[[!comment format=mdwn
 username="http://joeyh.name/"
 ip="4.252.11.120"
 subject="comment 4"
 date="2012-11-14T17:31:38Z"
 content="""
The new hash directory tree is generated in a simple to explain way. Take the md5sum of the key and the first 3 characters are the first directory, and the next 3 characters are the second directory.

The old hash directory tree is rather harder to explain. It takes the md5sum of the key, but rather than a string, represents it as 4 32bit words. Only the first word is used. It is converted into a string by the same mechanism that would be used to encode a normal md5sum value into a string, but where that would normally encode the bits using the 16 characters 0-9a-f, this instead uses the 32 characters \"0123456789zqjxkmvwgpfZQJXKMVWGPF\". The first 2 letters of the resulting string are the first directory, and the second 2 are the second directory.

There's probably a 1:1 mapping between this special md5 encoding an a regular md5 encoding. But it's certainly easier just to use the existing Haskell implementation of the hash. The following program, which needs to be built inside a git-annex source tree, reads keys on stdin, and outputs their old hash directory tree values, and their new values on stdout.

<pre>
import Locations
import Types.Key
import Utility.Misc

main = interact $ \s -> case file2key $ firstLine s of
        Nothing -> \"bad key\"
        Just k -> hashDirMixed k ++ \" \" ++ hashDirLower k ++ \"\n\"
</pre>

<pre>
joey@gnu:~/src/git-annex>ghc --make convert.hs
joey@gnu:~/src/git-annex>echo WORM--foo | ./ convert
jq/8w/ 2b1/ba3/
</pre>
"""]]

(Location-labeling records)
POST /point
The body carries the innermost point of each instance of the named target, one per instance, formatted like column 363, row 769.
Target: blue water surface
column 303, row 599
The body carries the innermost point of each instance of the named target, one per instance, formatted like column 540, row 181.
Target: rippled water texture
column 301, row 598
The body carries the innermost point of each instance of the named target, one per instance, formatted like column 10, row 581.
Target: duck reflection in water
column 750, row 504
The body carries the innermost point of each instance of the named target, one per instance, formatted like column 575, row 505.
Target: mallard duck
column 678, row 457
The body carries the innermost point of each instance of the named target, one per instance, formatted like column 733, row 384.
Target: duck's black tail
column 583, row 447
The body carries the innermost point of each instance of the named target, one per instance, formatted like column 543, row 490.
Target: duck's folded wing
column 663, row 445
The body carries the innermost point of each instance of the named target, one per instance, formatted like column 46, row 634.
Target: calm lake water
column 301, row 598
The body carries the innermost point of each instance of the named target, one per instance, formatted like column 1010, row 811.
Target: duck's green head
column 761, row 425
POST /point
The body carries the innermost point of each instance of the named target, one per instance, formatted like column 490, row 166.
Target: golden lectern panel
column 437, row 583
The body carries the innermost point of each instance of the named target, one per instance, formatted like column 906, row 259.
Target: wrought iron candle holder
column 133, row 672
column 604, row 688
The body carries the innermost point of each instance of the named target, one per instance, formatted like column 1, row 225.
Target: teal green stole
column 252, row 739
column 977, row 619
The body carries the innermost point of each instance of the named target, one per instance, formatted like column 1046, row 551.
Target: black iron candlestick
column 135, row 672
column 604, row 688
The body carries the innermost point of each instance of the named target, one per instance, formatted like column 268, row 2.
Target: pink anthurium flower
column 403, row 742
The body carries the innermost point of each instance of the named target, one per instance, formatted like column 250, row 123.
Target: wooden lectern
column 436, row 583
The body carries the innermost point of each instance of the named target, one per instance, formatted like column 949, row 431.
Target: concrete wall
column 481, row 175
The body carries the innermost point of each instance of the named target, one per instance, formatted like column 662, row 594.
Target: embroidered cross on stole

### Challenges:
**1)** Return the part of the hash directory comment that opens with the words containing "[[!comment format=mdwn" and closes with "2 are the second directory.", copied with no changes.
**2)** Retype the entries without changes, from their first line through the line containing "column 678, row 457", including both ends.

### Task results:
**1)**
[[!comment format=mdwn
 username="http://joeyh.name/"
 ip="4.252.11.120"
 subject="comment 4"
 date="2012-11-14T17:31:38Z"
 content="""
The new hash directory tree is generated in a simple to explain way. Take the md5sum of the key and the first 3 characters are the first directory, and the next 3 characters are the second directory.

The old hash directory tree is rather harder to explain. It takes the md5sum of the key, but rather than a string, represents it as 4 32bit words. Only the first word is used. It is converted into a string by the same mechanism that would be used to encode a normal md5sum value into a string, but where that would normally encode the bits using the 16 characters 0-9a-f, this instead uses the 32 characters \"0123456789zqjxkmvwgpfZQJXKMVWGPF\". The first 2 letters of the resulting string are the first directory, and the second 2 are the second directory.

**2)**
POST /point
The body carries the innermost point of each instance of the named target, one per instance, formatted like column 363, row 769.
Target: blue water surface
column 303, row 599
The body carries the innermost point of each instance of the named target, one per instance, formatted like column 540, row 181.
Target: rippled water texture
column 301, row 598
The body carries the innermost point of each instance of the named target, one per instance, formatted like column 10, row 581.
Target: duck reflection in water
column 750, row 504
The body carries the innermost point of each instance of the named target, one per instance, formatted like column 575, row 505.
Target: mallard duck
column 678, row 457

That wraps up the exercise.